-- BEGIN TEXT BLOCK --

The problem with constants is that they're constant. Sometimes you
don't want them to be:

my $fh = open ">$filename", :encoding($myencoding);

: Is it reasonable to use package:: as a prefix to a block to change the


: default namespace:
:
: { package open; exclusive + rw; }
:
: becomes
:
: open::{exclusive + rw}

Except that syntax already means something else (lookup of a symbol
in the "open::" stash).

: which then lets me say:


:
: my $fh = open ">$filename", open::{exclusive + rw};

If you want to call a function that will artificially multiplex several
arguments into a single argument, go ahead and call a function.
Functions are allowed to be package qualified, and they're allowed
to transmogrify random strings into package identifiers in whatever
package they like. I don't think parameter names themselves need
to be package qualified though. And I do think that something like
:excl is a boolean argument, not an object. Explicitly making it
into an object (even so simple an object as a bit) seems to me like
a misfeature borrowed from C.

-- END TEXT BLOCK --
-- BEGIN SUPPLIED DATA --

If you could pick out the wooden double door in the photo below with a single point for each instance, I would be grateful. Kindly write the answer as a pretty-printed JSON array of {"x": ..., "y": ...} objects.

-- END SUPPLIED DATA --

** PROBLEMS **
1) Answer each question from the Perl discussion.
(a) According to the reply, what does the syntax "open::{...}" already mean?
(b) What does the writer say something like ":excl" is?
(c) From what language does the writer say the misfeature was borrowed?
2) Reproduce word for word the part of the Perl discussion that opens with the words containing "Functions are allowed" and closes with "borrowed from C.".
3) Decide whether each statement agrees with the Perl discussion, answering yes or no and quoting the deciding words.
(a) The writer thinks parameter names need to be package qualified.
(b) Functions are allowed to be package qualified.
(c) Constants are sometimes unwanted as constants.
The data is separate material from the Perl discussion.

** OUTPUTS FOR THE TASKS **
1)
(a) A lookup of a symbol in the "open::" stash.
(b) A boolean argument, not an object.
(c) C.

2)
Functions are allowed to be package qualified, and they're allowed
to transmogrify random strings into package identifiers in whatever
package they like. I don't think parameter names themselves need
to be package qualified though. And I do think that something like
:excl is a boolean argument, not an object. Explicitly making it
into an object (even so simple an object as a bit) seems to me like
a misfeature borrowed from C.

3)
(a) No: "I don't think parameter names themselves need to be package qualified though."
(b) Yes: "Functions are allowed to be package qualified"
(c) Yes: "Sometimes you don't want them to be"